» WORK TO BE COMPLETED
Leave out the pictures and retype exactly the lines from the one with "Target: sloping rock face" through the end of the records.
········
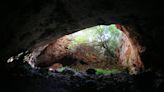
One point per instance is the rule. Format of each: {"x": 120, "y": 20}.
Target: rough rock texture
{"x": 95, "y": 45}
{"x": 26, "y": 22}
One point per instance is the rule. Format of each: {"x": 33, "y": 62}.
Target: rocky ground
{"x": 21, "y": 77}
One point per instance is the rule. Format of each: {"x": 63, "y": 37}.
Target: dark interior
{"x": 27, "y": 23}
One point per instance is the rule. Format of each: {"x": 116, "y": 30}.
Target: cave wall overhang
{"x": 128, "y": 54}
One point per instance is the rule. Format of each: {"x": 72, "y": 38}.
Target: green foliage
{"x": 103, "y": 71}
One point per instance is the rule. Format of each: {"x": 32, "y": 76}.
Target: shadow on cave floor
{"x": 21, "y": 77}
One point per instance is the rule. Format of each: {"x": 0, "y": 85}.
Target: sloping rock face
{"x": 25, "y": 23}
{"x": 110, "y": 44}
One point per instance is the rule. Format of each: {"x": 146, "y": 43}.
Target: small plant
{"x": 106, "y": 72}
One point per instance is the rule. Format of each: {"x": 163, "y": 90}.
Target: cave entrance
{"x": 99, "y": 47}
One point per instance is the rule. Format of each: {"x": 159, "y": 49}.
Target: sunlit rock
{"x": 102, "y": 46}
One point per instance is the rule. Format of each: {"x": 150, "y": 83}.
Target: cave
{"x": 76, "y": 46}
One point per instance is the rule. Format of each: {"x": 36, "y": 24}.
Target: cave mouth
{"x": 105, "y": 48}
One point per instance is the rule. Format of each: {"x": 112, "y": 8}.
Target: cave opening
{"x": 109, "y": 48}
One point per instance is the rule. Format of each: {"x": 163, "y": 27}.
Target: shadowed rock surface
{"x": 27, "y": 22}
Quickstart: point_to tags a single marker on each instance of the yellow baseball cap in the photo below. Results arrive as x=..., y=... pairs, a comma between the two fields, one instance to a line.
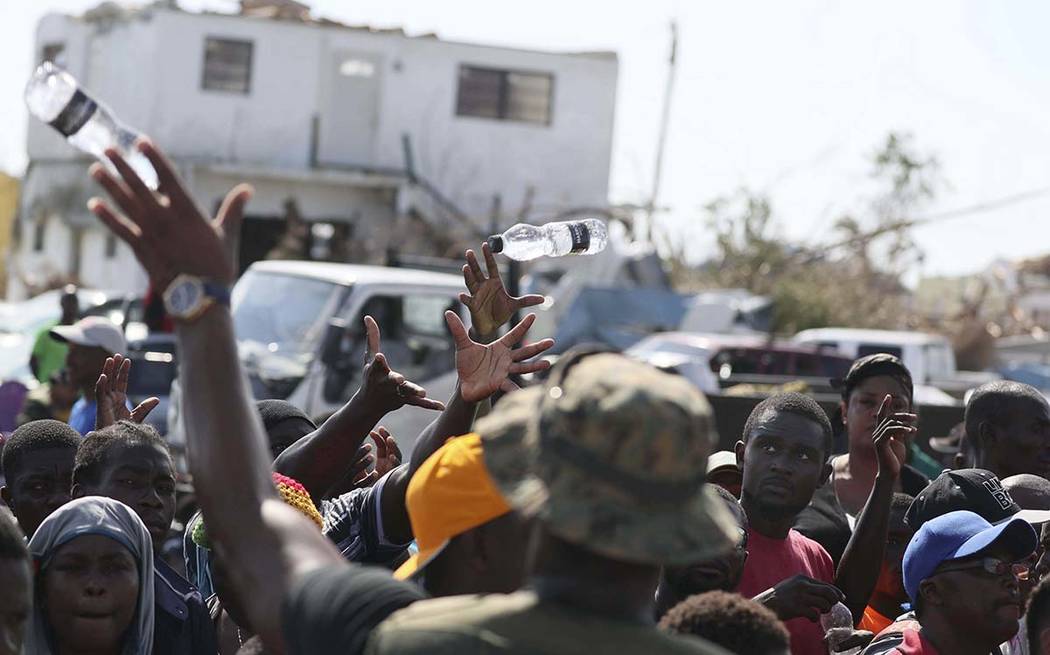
········
» EXERCISE ANSWER
Target: sloping rock face
{"x": 25, "y": 23}
{"x": 110, "y": 44}
One point per instance is the rule. Format of each: {"x": 146, "y": 43}.
Target: small plant
{"x": 106, "y": 72}
One point per instance is the rule. Format of each: {"x": 163, "y": 90}.
Target: cave entrance
{"x": 99, "y": 47}
One point per instance is the rule. Format of each: {"x": 159, "y": 49}.
Target: sunlit rock
{"x": 102, "y": 46}
One point per instance is the rule. Format of each: {"x": 150, "y": 83}.
Target: cave
{"x": 76, "y": 46}
One point per instance is the rule. Format of each: {"x": 36, "y": 24}.
Target: cave mouth
{"x": 105, "y": 48}
One point per instance is the rule. Format of each: {"x": 112, "y": 8}.
Target: cave opening
{"x": 109, "y": 48}
One point per instance is the rule. Format of each: {"x": 163, "y": 27}.
Target: shadowed rock surface
{"x": 27, "y": 22}
Quickstart: point_to tags a single marker on each instance of the yellow baseball cap in the photo below. Results arrive as x=..., y=... pairs, a comma between the two fields, one instance to a line.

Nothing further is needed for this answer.